Information provided:
>>

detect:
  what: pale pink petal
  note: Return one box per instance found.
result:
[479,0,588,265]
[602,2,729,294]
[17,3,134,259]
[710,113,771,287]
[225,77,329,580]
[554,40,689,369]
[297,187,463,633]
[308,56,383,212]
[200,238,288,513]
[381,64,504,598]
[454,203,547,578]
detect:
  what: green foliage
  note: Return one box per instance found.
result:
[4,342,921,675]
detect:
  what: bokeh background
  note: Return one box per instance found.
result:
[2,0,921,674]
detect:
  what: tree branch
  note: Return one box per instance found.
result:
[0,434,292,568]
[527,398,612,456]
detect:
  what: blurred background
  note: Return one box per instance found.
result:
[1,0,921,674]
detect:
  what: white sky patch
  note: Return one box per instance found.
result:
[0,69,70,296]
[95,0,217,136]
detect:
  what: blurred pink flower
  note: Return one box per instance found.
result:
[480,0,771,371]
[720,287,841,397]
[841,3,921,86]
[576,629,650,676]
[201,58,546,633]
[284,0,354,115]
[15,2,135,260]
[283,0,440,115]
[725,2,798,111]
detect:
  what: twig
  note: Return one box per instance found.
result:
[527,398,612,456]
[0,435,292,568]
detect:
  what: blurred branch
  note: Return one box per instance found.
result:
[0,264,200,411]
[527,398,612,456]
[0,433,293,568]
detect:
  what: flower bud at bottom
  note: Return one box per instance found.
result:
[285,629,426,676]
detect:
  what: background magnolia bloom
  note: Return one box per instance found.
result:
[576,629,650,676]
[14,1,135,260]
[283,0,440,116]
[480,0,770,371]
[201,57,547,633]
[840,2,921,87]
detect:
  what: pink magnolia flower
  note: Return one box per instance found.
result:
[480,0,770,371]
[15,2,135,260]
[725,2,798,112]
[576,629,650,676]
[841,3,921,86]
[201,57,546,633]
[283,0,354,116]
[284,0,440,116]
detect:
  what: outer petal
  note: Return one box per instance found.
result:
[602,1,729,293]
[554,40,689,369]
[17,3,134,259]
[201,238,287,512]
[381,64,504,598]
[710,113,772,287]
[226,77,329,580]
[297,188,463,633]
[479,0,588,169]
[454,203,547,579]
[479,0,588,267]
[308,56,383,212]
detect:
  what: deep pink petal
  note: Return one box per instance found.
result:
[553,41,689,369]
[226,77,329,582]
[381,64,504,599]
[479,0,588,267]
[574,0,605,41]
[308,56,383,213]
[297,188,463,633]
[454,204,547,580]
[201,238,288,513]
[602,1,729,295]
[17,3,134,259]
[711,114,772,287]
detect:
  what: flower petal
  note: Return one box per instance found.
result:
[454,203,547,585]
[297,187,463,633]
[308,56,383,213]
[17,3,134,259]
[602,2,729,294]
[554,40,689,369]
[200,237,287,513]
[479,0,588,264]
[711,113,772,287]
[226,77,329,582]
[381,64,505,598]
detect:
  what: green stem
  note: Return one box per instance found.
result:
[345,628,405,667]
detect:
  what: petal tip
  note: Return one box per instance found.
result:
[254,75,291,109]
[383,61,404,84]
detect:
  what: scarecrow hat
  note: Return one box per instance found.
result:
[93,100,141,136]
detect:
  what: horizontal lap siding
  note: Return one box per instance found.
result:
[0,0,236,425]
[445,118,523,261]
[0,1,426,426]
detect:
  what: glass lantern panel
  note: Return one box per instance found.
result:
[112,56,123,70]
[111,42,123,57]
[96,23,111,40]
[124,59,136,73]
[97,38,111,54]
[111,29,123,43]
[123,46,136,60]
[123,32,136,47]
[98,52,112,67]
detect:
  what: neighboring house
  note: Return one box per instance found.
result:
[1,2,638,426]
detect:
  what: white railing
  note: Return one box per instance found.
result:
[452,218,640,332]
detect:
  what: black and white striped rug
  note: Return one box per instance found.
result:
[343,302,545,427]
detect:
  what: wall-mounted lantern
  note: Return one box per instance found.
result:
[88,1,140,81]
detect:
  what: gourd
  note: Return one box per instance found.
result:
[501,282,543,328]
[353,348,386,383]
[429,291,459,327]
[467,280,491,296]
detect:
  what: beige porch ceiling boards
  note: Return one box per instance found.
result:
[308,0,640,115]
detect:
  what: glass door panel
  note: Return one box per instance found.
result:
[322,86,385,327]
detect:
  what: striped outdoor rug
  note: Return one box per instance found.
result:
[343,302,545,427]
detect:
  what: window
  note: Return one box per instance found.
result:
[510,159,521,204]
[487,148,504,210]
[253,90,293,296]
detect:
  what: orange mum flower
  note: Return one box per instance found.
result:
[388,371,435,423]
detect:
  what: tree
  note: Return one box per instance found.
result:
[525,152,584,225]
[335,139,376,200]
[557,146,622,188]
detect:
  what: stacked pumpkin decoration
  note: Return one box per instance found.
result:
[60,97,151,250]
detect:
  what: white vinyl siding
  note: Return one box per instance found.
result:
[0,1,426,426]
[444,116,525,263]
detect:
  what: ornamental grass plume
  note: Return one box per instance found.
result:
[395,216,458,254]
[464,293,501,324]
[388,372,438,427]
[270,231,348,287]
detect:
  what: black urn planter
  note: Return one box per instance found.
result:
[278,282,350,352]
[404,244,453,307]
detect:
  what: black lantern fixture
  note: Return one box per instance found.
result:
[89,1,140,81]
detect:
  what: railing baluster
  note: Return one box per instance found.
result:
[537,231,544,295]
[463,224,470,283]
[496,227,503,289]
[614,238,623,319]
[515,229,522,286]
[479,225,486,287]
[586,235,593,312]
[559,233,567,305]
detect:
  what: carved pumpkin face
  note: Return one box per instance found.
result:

<<

Your answer must be every record above, retyped exactly.

detect:
  what: pale pink petal
  note: Return one box per instance found.
result:
[479,0,588,265]
[602,2,729,294]
[17,3,134,259]
[710,113,771,287]
[225,77,329,580]
[554,40,689,369]
[297,187,463,633]
[308,56,383,212]
[200,238,288,513]
[381,64,504,598]
[454,203,547,578]
detect:
  what: green foliage
  note: Return one box per instance found.
result:
[4,342,921,675]
detect:
  what: bokeh background
  note: Return one box per instance found.
result:
[2,0,921,674]
detect:
  what: tree branch
  note: Return one box per instance found.
result:
[0,434,292,568]
[527,398,612,456]
detect:
  what: blurred background
  note: Return one box per instance found.
result:
[1,0,921,674]
detect:
  what: white sky patch
  note: Return one box per instance found.
result:
[0,69,70,296]
[95,0,217,136]
detect:
  what: blurred pink flower
  note: Return one box per instance found.
result:
[480,0,771,371]
[720,287,841,397]
[841,3,921,86]
[576,629,650,676]
[201,58,546,633]
[284,0,354,115]
[15,2,135,260]
[283,0,440,115]
[725,2,798,111]
detect:
  what: twig
  note: Return one box per instance found.
result:
[527,398,612,456]
[0,435,292,568]
detect:
  what: blurred branch
  note: Return one box per instance found.
result:
[0,264,200,411]
[527,398,612,456]
[0,433,293,568]
detect:
  what: flower bud at bottom
  note: Return one box per instance found.
result:
[285,629,426,676]
detect:
  what: background magnolia bloom
  note: Return one box per instance found.
result:
[576,629,650,676]
[14,1,135,260]
[283,0,440,116]
[480,0,770,371]
[201,57,547,633]
[840,2,921,87]
detect:
  what: pink magnolia flower
  note: Return one box per instance found.
result:
[480,0,770,371]
[15,2,135,260]
[725,2,798,112]
[576,629,650,676]
[841,3,921,86]
[201,57,546,633]
[283,0,354,116]
[284,0,440,116]
detect:
  what: outer petal
  note: Return one box per instance found.
result:
[602,1,729,293]
[554,40,689,369]
[17,3,134,259]
[201,238,287,512]
[381,64,504,598]
[710,113,772,287]
[226,77,329,580]
[297,188,463,633]
[479,0,588,169]
[454,203,547,579]
[479,0,588,267]
[308,56,383,212]
detect:
  what: deep pink petal
  note: Return one box per instance found.
result:
[553,41,689,369]
[226,77,329,582]
[381,64,504,599]
[479,0,588,267]
[574,0,605,41]
[308,56,383,213]
[297,188,463,633]
[454,204,547,580]
[201,238,288,513]
[602,1,729,295]
[17,3,134,259]
[711,114,772,287]
detect:
  what: flower petal
  note: Return one box per instance found.
result:
[454,203,547,585]
[297,187,463,633]
[308,56,383,213]
[17,3,134,259]
[602,2,729,294]
[554,40,689,369]
[200,237,287,513]
[479,0,588,264]
[711,113,772,287]
[226,77,329,582]
[381,64,505,598]
detect:
  what: green stem
  note: Return one box per instance found.
result:
[345,628,405,667]
detect:
  what: petal tip
  note: Return one box per instance found.
result:
[254,75,291,109]
[383,61,404,84]
detect:
  what: scarecrow hat
  note: Return one box per instance found.
result:
[93,100,141,136]
detect:
  what: horizontal lap siding
  note: Return one box per instance found.
result:
[0,0,236,425]
[445,118,523,261]
[0,1,426,426]
detect:
  what: glass lantern panel
  note: Return one box per instance found.
result:
[112,56,123,70]
[111,42,123,57]
[96,23,111,40]
[124,59,136,73]
[97,38,111,54]
[111,29,123,43]
[123,46,136,60]
[123,32,136,47]
[98,52,112,67]
detect:
  what: neighboring house
  note: Return one box per instance found.
result:
[1,2,638,426]
detect:
  what: white railing
  note: Return one box per instance found.
result:
[452,218,640,332]
detect:
  what: black and white striped rug
  note: Return one box per instance found.
result:
[343,302,545,427]
detect:
  what: wall-mounted lantern
  note: Return one box per instance found.
result:
[88,1,140,81]
detect:
  what: gourd
  note: Return one box per instance found.
result:
[501,282,543,328]
[353,348,386,383]
[429,291,459,327]
[467,280,491,296]
detect:
  what: beige porch ceiling boards
  note: Return one box per instance found.
result:
[308,0,640,115]
detect:
  what: glass door panel
  note: Return one box per instance found.
result:
[322,86,385,327]
detect:
  what: striped outdoor rug
  note: Return one box per instance found.
result:
[343,302,545,427]
detect:
  what: window
  note: Return one box per instance found.
result:
[510,159,521,204]
[487,148,504,210]
[253,90,293,296]
detect:
  what: orange mum flower
  note: Return one box per instance found.
result:
[388,371,435,423]
detect:
  what: tree
  note: Return one box per instance found.
result:
[525,152,584,225]
[335,139,376,200]
[557,146,622,188]
detect:
  what: stacked pumpkin decoration
  note: Return one box per instance found.
result:
[60,97,151,250]
detect:
  what: white vinyl siding
  note: Return one box per instance found.
result:
[0,1,426,426]
[444,116,525,263]
detect:
  what: ornamental grass plume
  note: Return one box per instance found.
result:
[395,216,458,254]
[464,293,501,324]
[388,372,438,427]
[270,231,348,287]
detect:
  what: black urn planter
  note: Return one box per instance found.
result:
[278,282,350,352]
[404,244,453,307]
detect:
  what: black lantern fixture
  note: Return one box per instance found.
result:
[89,1,140,81]
detect:
  what: railing baluster
  note: Return one box per instance found.
result:
[537,231,544,295]
[463,224,470,283]
[496,227,503,289]
[614,238,623,319]
[515,229,522,286]
[479,225,486,287]
[586,235,593,312]
[559,233,567,305]
detect:
  what: carved pumpkin face
  note: Return one box per instance found.
result:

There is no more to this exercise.